# [Problem to solve]
Turn the rows in the stretch from the line containing "Instruction for this HIT: find and box each sky" through the line containing "197 120 201 132" into a two-column CSV with the headers text and answer. Give one line per row and put each value in double quotes, with any line breaks replaced by spaces.

****

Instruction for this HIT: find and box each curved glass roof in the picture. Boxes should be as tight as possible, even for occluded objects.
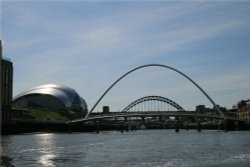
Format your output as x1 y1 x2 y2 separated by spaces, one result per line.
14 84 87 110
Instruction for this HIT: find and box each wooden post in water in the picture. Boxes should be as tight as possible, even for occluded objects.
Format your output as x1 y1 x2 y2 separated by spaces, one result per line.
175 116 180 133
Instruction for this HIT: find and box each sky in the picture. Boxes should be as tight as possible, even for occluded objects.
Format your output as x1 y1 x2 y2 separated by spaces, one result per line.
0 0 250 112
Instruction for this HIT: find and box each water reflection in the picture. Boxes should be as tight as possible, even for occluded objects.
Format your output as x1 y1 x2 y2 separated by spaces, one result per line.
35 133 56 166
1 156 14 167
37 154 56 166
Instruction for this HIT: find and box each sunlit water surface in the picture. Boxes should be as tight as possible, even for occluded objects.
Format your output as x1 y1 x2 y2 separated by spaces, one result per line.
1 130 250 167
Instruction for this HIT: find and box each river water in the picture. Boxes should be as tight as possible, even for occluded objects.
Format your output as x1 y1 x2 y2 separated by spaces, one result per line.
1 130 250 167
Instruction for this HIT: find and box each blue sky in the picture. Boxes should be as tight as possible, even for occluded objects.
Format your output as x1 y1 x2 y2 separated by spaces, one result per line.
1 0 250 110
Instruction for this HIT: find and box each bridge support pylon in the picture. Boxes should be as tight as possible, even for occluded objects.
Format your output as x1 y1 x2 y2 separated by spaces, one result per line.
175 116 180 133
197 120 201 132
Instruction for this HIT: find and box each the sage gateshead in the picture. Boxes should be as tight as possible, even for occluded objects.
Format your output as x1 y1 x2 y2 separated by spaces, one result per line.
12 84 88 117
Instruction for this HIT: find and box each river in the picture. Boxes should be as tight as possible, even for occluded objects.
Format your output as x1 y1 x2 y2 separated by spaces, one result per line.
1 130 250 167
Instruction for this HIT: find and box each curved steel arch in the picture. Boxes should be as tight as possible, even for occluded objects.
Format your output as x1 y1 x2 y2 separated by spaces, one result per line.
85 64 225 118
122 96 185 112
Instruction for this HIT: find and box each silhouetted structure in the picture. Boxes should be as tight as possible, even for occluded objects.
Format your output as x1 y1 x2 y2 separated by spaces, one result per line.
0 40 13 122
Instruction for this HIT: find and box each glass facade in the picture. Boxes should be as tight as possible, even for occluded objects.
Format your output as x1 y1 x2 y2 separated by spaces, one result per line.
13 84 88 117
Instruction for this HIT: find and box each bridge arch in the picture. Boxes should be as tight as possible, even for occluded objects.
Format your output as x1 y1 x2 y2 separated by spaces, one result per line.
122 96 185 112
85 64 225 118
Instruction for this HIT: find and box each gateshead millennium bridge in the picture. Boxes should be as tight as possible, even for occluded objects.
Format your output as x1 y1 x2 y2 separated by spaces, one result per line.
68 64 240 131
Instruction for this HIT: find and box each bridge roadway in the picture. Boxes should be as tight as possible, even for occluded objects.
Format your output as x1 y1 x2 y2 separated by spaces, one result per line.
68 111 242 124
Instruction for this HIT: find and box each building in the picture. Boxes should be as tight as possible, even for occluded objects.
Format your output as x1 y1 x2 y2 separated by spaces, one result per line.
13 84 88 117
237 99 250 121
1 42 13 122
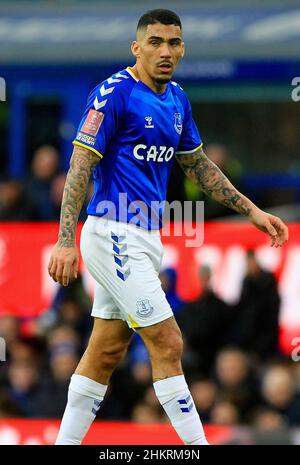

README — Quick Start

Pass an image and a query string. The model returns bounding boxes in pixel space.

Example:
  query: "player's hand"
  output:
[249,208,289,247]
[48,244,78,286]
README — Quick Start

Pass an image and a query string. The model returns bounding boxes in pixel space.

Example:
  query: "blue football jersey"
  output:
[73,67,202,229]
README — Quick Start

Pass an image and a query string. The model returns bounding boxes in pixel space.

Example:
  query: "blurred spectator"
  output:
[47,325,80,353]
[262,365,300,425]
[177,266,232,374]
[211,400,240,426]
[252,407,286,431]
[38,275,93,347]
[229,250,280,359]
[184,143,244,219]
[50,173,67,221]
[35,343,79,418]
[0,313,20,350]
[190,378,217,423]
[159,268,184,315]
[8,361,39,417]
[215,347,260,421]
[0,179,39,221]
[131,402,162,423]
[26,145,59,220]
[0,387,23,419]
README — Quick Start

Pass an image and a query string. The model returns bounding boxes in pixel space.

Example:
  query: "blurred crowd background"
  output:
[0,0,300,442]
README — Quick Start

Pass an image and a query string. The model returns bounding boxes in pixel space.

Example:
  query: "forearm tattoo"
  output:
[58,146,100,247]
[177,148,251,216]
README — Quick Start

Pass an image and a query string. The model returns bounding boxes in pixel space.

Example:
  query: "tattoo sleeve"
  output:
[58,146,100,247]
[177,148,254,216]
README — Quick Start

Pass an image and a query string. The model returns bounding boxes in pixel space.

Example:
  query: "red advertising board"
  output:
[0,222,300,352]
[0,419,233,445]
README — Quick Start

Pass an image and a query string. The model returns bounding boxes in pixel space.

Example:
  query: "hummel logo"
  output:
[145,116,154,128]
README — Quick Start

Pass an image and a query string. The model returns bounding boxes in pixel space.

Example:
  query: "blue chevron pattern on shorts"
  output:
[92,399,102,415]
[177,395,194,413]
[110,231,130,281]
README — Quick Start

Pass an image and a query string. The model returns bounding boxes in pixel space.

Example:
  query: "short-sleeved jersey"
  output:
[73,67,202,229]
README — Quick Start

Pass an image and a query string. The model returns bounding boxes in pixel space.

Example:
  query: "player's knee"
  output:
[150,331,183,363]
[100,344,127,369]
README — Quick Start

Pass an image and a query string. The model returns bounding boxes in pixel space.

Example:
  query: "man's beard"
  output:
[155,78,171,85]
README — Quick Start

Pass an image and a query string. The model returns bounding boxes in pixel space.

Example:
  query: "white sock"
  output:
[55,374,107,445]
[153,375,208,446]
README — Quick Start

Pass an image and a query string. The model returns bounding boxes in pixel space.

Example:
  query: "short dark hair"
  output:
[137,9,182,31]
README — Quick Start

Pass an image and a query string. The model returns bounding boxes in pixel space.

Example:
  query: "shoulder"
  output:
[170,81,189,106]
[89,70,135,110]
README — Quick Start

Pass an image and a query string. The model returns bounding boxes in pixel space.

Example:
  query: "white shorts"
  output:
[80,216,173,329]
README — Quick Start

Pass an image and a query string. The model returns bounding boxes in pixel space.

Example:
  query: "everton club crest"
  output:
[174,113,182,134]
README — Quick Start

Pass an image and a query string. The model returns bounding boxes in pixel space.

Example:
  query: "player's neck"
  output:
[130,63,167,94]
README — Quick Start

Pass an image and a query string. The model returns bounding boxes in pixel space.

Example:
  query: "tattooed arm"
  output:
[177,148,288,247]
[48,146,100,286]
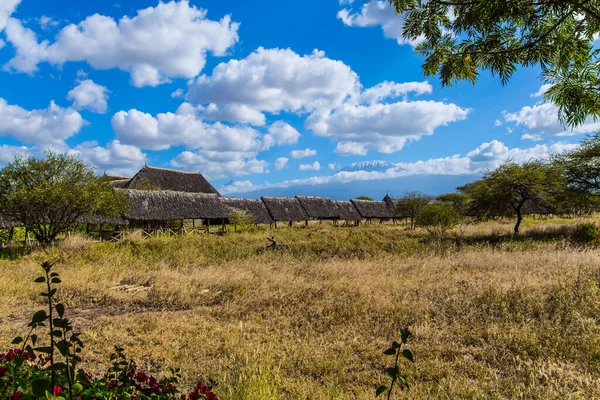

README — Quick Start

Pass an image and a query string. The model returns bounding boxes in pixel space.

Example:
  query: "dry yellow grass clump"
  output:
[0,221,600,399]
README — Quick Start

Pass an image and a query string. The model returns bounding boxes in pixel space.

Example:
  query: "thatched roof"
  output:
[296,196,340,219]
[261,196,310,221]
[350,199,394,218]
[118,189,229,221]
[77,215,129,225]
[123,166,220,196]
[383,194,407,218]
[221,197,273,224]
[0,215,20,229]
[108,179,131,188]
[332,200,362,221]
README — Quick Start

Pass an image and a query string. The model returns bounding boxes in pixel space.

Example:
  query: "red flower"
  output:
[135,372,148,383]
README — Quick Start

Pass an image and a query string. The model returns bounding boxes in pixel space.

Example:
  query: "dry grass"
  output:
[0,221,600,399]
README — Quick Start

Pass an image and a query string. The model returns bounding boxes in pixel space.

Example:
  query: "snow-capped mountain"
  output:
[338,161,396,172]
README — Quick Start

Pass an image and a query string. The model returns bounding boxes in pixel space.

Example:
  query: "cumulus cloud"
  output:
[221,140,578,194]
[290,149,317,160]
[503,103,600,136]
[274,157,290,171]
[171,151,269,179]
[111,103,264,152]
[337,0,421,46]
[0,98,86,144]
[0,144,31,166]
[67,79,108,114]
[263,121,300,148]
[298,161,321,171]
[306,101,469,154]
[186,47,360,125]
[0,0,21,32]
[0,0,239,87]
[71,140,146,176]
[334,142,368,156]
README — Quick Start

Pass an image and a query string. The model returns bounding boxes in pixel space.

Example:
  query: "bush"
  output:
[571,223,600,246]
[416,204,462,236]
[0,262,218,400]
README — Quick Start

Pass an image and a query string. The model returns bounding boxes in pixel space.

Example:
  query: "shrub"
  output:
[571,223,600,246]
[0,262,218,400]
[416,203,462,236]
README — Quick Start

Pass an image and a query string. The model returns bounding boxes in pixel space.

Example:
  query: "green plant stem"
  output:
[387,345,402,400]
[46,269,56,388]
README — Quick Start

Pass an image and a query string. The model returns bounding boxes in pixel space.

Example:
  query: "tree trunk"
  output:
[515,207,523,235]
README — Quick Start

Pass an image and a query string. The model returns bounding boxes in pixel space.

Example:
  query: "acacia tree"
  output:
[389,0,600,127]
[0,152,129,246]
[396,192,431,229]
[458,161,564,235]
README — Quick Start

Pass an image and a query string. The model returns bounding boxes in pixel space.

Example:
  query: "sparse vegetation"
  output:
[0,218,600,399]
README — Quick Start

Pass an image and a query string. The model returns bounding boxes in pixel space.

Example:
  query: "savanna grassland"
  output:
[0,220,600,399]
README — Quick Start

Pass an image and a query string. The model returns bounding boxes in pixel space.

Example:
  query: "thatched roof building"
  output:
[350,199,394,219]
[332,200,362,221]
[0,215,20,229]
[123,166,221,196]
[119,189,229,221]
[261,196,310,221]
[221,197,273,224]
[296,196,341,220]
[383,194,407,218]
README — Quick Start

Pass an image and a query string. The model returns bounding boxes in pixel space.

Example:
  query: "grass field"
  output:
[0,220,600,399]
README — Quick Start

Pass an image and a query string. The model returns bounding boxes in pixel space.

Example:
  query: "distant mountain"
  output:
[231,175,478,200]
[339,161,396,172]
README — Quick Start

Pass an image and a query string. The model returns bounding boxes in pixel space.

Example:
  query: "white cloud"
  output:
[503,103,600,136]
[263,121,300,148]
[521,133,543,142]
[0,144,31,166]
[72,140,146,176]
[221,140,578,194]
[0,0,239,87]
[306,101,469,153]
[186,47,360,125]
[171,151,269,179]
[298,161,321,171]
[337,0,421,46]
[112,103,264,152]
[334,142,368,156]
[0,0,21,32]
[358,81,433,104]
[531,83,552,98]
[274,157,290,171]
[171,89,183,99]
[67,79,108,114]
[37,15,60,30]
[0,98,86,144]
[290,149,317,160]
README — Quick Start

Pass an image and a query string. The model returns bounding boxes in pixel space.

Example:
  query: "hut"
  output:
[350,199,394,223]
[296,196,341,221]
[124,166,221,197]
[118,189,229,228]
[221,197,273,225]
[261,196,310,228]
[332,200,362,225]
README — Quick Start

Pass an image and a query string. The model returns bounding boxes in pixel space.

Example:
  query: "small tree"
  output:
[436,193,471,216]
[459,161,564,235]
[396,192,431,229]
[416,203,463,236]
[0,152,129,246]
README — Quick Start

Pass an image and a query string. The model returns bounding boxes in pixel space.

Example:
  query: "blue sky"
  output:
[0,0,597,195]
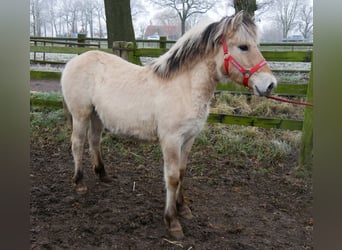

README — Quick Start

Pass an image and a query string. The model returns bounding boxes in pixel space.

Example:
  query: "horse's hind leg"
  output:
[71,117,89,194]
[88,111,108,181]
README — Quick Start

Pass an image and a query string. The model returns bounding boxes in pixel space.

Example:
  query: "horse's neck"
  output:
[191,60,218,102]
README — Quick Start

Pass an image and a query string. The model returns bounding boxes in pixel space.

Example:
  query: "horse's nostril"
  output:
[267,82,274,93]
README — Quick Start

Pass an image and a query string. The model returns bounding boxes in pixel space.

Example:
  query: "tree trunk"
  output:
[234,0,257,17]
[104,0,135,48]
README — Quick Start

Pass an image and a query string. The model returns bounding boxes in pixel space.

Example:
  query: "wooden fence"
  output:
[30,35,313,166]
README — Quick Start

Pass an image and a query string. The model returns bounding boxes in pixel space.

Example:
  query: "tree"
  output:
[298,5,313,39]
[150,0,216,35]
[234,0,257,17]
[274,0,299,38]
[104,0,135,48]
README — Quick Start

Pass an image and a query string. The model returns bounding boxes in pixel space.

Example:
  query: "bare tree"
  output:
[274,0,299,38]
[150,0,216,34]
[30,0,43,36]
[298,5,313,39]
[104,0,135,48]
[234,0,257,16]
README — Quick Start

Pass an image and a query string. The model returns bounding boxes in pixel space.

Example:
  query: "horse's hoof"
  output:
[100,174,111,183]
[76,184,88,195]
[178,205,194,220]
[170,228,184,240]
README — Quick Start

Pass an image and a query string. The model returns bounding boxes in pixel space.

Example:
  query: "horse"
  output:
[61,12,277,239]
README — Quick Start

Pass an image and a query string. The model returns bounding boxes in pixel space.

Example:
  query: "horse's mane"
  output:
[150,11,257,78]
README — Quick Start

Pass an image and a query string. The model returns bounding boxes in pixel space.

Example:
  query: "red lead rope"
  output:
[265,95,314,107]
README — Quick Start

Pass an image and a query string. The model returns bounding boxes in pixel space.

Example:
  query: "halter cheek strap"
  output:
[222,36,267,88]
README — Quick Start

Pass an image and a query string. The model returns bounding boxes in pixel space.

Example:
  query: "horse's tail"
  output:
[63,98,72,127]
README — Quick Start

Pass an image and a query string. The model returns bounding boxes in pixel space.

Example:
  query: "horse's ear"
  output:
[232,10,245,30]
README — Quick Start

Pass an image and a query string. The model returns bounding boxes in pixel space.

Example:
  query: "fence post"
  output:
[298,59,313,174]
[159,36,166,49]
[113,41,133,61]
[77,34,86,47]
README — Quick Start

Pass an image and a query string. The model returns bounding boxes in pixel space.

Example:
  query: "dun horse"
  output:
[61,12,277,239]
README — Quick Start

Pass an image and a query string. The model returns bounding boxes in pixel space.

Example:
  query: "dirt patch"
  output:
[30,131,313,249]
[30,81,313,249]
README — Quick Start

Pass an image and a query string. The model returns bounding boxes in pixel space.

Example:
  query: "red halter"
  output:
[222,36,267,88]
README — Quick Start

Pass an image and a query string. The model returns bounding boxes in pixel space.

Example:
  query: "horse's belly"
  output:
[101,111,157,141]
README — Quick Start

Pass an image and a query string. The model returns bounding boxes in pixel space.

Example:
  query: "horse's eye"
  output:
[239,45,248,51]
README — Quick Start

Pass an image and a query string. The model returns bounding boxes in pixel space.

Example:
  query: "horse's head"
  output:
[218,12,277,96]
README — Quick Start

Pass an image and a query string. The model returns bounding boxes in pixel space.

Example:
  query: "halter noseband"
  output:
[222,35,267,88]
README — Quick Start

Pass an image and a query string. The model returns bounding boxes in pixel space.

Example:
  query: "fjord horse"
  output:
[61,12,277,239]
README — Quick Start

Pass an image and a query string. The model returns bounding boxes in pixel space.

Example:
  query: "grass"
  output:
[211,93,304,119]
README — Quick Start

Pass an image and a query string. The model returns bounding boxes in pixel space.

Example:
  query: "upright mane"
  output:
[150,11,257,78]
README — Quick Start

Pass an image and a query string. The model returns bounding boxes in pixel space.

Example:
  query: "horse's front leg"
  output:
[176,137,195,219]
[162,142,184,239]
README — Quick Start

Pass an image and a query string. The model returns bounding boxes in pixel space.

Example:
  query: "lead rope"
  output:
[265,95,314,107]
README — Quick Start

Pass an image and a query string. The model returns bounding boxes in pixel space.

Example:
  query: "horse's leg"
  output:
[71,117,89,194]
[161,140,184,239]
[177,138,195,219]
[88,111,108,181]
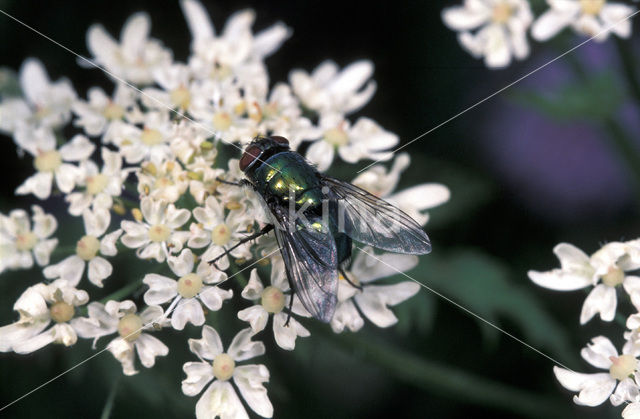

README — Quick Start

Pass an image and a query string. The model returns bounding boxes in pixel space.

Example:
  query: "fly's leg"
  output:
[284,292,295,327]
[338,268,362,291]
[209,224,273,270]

****

# [Answer to this exercise]
text,answer
"Instruction for this HIT: find and box each sky in the picture. Boxes should be as tight as possible, even for occluded objects. Format your output as x1 y1 x2 y2 separated by spaces, one result per line.","0 0 250 112"
"Instruction for this HIT: find and box each water reflection in the picture. Boxes should be as tight as possible, even for occluded objects. Format your output as x1 y1 x2 y2 separated by spaces, one result per line.","35 133 56 166 1 156 14 167 37 154 56 166"
"Instruction for this HIT: find and box each sunlit water surface in the picture. Boxes should be as tight as possible, even for occluded objects. Format your output as x1 y1 x2 y2 separated by spaces, one result per line.","1 130 250 167"
"Instruction for this HIT: find and box each river water in the picture. Boxes should be as tight as possible, even for occluded objects. Format your output as x1 y1 x2 y2 separated by spaces, one result per line.","1 130 250 167"
"Instruction for this HIT: find and box each blue sky in the picture. Boxes should be as tight as possible, even for occluded objects. Format your output as x1 y1 x2 y2 separated by spaces, one result per line.","1 0 250 110"
"Instruction for this HIT: find and box each bridge support pylon in the picture. Boxes should be as tight as possible, even for occluded objects. Format your output as x1 y1 x2 y2 separated by spaces, one result per line.","175 116 180 133 197 120 201 132"